Entries from a dataset
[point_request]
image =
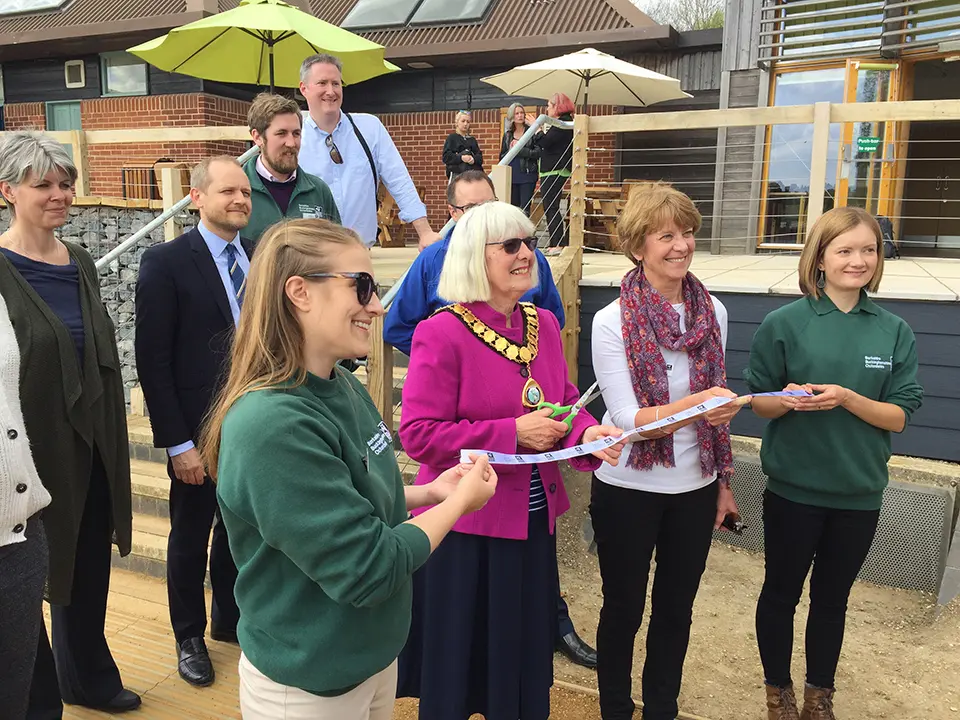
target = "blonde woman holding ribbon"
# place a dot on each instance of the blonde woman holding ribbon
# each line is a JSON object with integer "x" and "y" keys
{"x": 658, "y": 350}
{"x": 485, "y": 609}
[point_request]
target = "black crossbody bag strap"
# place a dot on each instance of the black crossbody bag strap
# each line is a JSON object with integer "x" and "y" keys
{"x": 366, "y": 149}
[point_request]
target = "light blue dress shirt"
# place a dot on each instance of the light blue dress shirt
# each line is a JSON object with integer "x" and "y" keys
{"x": 351, "y": 182}
{"x": 218, "y": 249}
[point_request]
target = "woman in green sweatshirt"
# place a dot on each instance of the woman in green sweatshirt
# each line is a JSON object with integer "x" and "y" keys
{"x": 309, "y": 488}
{"x": 825, "y": 455}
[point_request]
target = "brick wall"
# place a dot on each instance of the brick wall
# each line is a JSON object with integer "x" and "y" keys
{"x": 419, "y": 138}
{"x": 191, "y": 110}
{"x": 25, "y": 116}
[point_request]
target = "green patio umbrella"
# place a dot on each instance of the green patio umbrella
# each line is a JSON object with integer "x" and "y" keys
{"x": 261, "y": 42}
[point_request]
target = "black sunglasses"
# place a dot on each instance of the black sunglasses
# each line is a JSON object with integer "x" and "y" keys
{"x": 366, "y": 285}
{"x": 471, "y": 206}
{"x": 334, "y": 150}
{"x": 512, "y": 246}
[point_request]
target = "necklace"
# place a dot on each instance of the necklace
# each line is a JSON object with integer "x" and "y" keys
{"x": 523, "y": 355}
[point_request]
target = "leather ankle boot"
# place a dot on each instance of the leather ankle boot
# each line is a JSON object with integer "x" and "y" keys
{"x": 817, "y": 704}
{"x": 781, "y": 703}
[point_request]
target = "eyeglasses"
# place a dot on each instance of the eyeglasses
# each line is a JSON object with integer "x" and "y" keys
{"x": 512, "y": 246}
{"x": 471, "y": 206}
{"x": 366, "y": 285}
{"x": 334, "y": 150}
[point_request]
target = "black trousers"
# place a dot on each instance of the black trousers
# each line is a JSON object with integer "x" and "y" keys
{"x": 79, "y": 668}
{"x": 836, "y": 543}
{"x": 23, "y": 569}
{"x": 193, "y": 509}
{"x": 521, "y": 194}
{"x": 551, "y": 187}
{"x": 628, "y": 526}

◆ **EXERCISE DETAILS**
Every record must be copied exactly, with images dropped from the result.

◆ **SOLVED EXERCISE**
[point_request]
image =
target = "blonde woman holding ribbon"
# place a dot on each instance of the blonde woman holding ribbon
# each line is a JSON object with integer "x" and "y" keys
{"x": 658, "y": 350}
{"x": 485, "y": 609}
[point_request]
target = "black crossbody bag strap"
# place a dot on each instance of the black crossbody bag strap
# each line is a JSON object with integer "x" and "y" keys
{"x": 366, "y": 149}
[point_request]
target = "light blue dress shirt"
# place a dot on each instance of the light blue dress shirt
# each line is a JSON object with integer "x" and "y" keys
{"x": 351, "y": 182}
{"x": 218, "y": 249}
[point_request]
target = "woman in green sweatshirt"
# place a dot on each instance of the woman in green sweatshirt
# each line is a JSON object with integer "x" and "y" keys
{"x": 309, "y": 488}
{"x": 825, "y": 455}
[point_request]
target = "brick wall"
# place a dot on each instance of the brick wall
# each line is a JSON object with integer "x" and "y" keys
{"x": 419, "y": 138}
{"x": 191, "y": 110}
{"x": 25, "y": 116}
[point_request]
target = "green patio umbrella"
# place a dot on each instance of the green patio umbrella
# each line is a JSON object with integer "x" and "y" keys
{"x": 261, "y": 42}
[point_request]
target = "black sunglasses"
# place a dot on each instance of the black sunglasses
# each line is a JSON object with integer "x" and "y" keys
{"x": 366, "y": 285}
{"x": 471, "y": 206}
{"x": 334, "y": 150}
{"x": 512, "y": 246}
[point_request]
target = "necklace"
# place a dot on each instance of the necklace
# each line is a JSON object with integer "x" and "y" keys
{"x": 523, "y": 355}
[point_request]
target = "leather ankle boot"
# place a dot on each instance of the leather ankle boot
# each line is a JSON object with integer "x" and "y" keys
{"x": 817, "y": 704}
{"x": 781, "y": 703}
[point_request]
target = "eyeglasses"
# place a dot on each instance of the eyeglasses
# each line is a JSON object with integer "x" and "y" keys
{"x": 512, "y": 246}
{"x": 471, "y": 206}
{"x": 366, "y": 285}
{"x": 334, "y": 150}
[point_request]
target = "black trousers"
# place a dot on each instance of the black trousers
# each line is a JSON object with integer "x" and "y" keys
{"x": 79, "y": 668}
{"x": 836, "y": 543}
{"x": 23, "y": 569}
{"x": 193, "y": 509}
{"x": 521, "y": 194}
{"x": 551, "y": 187}
{"x": 628, "y": 526}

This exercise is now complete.